■ Problem to solve ■
Set down all of the data exactly as it appears.

■ Data extracted from a collection ■
------------------------------
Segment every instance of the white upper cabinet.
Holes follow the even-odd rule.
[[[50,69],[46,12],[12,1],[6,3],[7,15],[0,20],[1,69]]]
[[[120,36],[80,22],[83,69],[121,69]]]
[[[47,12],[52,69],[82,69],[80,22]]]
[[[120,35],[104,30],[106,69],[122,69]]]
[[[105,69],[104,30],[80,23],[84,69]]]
------------------------------
■ Finished answer ■
Segment every instance of the white upper cabinet.
Holes follow the even-odd rule.
[[[50,69],[46,12],[12,1],[6,3],[7,15],[0,20],[1,69]]]
[[[120,36],[80,22],[83,69],[121,69]]]
[[[47,12],[52,69],[82,69],[80,22]]]
[[[120,35],[104,30],[106,69],[122,69]]]
[[[105,69],[104,30],[80,23],[84,69]]]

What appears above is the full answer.